_Stated exercise A_
How many modules does Ansible provide for everyday tasks, according to the Ansible overview?
_Stated exercise B_
Name every numbered component that the Ansible overview describes under "How Ansible work??".

How Ansible is powerful??

Red Hat Ansible Automation is an industry-leading enterprise automation platform trusted by over 1500 customers across multiple verticals and geographies, backed by one of the top ten open source communities worldwide.

Simple

  • Human readable automation
  • No special coding skills needed
  • Tasks executed in order
  • Get productive quickly

Powerful

  • App deployment
  • Configuration management
  • Workflow orchestration
  • Orchestrate the app lifecycle

Agentless

  • Agentless architecture
  • Uses OpenSSH and WinRM
  • No agents to exploit or update
  • Predictable, reliable and secure

Popularity

The interesting thing here is that Ansible actually grew from 36% in 2018 to 41% in 2019, overtaking Chef which only grew from 36% to 37%. Puppet also had a small increase from 34% to 37% to be equal second with Chef. The other big mover was Terraform which grew from 20% to 31% from the previous year.

Ansible has become a popular tool to use in recent years as it is able to manage a large number of servers by allowing users to create flexible, automated tasks that can be run from a centralised server and push changes out to remove hosts.

How Ansible work??

Ansible is a radically simple IT automation engine that automates cloud provisioning, configuration management, application deployment, intra-service orchestration, and many other IT needs.

Designed for multi-tier deployments since day one, Ansible models your IT infrastructure by describing how all of your systems inter-relate, rather than just managing one system at a time.

It uses no agents and no additional custom security infrastructure, so it’s easy to deploy — and most importantly, it uses a very simple language (YAML, in the form of Ansible Playbooks) that allow you to describe your automation jobs in a way that approaches plain English.

1. Modules

Modules are the one who makes Ansible smart. Modules are like small programs that Ansible pushes out from a control machine to all the nodes or remote hosts. The modules are executed using playbooks (see below), and they control things such as services, packages, and files. Ansible executes all the modules for installing updates or whatever the required task is, and then removes them when finished. Ansible provides more than 450 modules for everyday tasks.

2. Plugins

As you probably already know from many other tools and platforms, plugins are extra pieces of code that augment functionality. Ansible comes with a number of its plugins, but you can write your own as well. Action, cache, and callback plugins are three examples.

3. Inventories

All the machines you’re using with Ansible (the control machine plus nodes) are listed in a single simple file, along with their IP addresses, databases, servers, and so on. Once you register the inventory, you can assign variables to any of the hosts using a simple text file. You can also pull inventory from sources like EC2 (Amazon Elastic Compute Cloud).

4. Playbooks

Ansible playbooks are like instruction manuals for tasks. They are simple files written in YAML, which stands for YAML Ain’t Markup Language, a human-readable data serialization language. Playbooks are really at the heart of what makes Ansible so popular is because they describe the tasks to be done quickly and without the need for the user to know or remember any particular syntax.

5. APIs

Various APIs (application programming interfaces) are available so you can extend Ansible’s connection types (meaning more than just SSH for transport), callbacks, and more.

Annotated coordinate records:
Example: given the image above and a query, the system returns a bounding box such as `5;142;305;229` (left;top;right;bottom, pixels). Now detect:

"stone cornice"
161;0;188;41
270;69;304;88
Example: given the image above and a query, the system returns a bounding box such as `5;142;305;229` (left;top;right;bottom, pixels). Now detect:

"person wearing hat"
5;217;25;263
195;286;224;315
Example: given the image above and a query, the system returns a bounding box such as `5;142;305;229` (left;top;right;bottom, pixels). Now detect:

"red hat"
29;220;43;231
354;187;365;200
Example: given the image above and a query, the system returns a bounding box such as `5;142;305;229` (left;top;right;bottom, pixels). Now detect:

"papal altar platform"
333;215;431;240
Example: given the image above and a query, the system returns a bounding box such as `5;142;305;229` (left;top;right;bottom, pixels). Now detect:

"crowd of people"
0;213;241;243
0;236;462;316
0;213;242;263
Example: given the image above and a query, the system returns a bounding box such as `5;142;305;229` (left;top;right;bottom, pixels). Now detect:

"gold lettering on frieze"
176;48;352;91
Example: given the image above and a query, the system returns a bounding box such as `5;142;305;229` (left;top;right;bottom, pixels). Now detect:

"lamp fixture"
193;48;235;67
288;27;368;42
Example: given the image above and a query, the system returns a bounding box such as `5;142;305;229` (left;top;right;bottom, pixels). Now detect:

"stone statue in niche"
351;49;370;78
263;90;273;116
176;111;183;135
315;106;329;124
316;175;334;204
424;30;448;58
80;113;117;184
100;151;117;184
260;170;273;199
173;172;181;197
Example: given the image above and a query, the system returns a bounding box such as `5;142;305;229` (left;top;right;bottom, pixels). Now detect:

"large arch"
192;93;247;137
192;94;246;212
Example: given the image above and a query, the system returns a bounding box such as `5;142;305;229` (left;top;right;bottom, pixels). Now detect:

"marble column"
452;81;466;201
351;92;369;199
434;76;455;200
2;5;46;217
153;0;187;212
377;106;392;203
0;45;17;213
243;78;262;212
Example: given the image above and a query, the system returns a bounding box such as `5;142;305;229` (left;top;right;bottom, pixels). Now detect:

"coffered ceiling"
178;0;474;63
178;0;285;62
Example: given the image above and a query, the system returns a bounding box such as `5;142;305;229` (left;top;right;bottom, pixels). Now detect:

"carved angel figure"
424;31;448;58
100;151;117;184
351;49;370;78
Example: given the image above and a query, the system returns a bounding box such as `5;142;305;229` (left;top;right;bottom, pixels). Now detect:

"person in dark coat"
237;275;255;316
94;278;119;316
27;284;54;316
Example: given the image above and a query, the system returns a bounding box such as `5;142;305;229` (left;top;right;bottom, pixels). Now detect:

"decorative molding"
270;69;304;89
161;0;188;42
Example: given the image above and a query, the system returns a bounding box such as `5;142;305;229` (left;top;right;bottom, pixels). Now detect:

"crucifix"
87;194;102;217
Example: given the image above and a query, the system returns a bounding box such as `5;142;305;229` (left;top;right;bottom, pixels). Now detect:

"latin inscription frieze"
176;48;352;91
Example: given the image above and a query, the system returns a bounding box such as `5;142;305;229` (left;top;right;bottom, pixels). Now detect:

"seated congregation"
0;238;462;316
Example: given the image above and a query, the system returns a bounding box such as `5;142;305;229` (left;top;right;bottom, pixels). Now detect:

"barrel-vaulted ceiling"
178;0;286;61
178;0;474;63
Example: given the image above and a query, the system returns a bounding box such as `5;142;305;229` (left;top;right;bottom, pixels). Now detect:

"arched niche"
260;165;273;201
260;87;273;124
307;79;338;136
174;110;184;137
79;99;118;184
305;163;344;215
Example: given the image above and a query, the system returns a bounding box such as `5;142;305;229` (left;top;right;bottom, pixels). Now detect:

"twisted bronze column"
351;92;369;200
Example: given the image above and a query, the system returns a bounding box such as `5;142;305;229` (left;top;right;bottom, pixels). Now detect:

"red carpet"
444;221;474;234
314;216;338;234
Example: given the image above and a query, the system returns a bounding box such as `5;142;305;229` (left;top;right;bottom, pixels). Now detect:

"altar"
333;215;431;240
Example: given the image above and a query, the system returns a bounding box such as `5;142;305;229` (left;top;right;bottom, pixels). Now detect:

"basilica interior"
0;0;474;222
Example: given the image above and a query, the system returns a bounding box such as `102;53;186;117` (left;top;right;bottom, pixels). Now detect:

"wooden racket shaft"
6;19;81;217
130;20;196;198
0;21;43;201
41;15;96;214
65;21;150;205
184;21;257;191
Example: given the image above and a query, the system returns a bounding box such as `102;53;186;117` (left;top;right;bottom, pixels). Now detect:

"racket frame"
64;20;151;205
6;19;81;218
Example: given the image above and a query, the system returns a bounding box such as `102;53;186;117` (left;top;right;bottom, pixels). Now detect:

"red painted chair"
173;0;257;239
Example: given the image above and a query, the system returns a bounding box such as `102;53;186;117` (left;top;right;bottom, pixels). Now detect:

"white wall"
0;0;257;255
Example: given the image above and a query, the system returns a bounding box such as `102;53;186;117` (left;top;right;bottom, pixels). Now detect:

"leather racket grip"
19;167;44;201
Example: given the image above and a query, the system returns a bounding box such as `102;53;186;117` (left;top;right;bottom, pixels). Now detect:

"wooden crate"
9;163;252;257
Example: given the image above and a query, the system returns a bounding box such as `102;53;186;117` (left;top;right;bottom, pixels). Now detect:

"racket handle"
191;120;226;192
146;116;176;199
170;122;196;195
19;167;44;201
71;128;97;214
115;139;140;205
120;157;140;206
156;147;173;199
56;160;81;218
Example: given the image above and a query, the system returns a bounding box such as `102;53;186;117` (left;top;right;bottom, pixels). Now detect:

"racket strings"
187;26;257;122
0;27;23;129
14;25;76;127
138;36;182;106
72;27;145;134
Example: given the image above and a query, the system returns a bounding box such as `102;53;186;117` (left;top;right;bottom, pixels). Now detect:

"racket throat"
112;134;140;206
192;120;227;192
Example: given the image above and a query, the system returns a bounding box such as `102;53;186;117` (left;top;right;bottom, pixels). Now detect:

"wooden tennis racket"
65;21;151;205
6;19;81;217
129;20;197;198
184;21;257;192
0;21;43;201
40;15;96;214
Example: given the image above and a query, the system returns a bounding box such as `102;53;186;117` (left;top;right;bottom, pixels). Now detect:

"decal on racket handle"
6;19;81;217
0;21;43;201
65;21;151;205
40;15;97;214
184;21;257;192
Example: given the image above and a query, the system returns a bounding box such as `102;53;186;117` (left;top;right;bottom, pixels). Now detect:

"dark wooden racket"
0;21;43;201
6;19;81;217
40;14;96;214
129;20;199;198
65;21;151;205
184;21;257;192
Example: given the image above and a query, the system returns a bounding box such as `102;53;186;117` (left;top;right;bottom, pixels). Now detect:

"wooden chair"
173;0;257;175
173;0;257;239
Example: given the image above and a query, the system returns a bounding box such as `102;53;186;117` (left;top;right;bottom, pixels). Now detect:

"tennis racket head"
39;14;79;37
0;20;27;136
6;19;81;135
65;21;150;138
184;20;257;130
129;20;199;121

_Output A_
More than 450.

_Output B_
Modules, Plugins, Inventories, Playbooks, APIs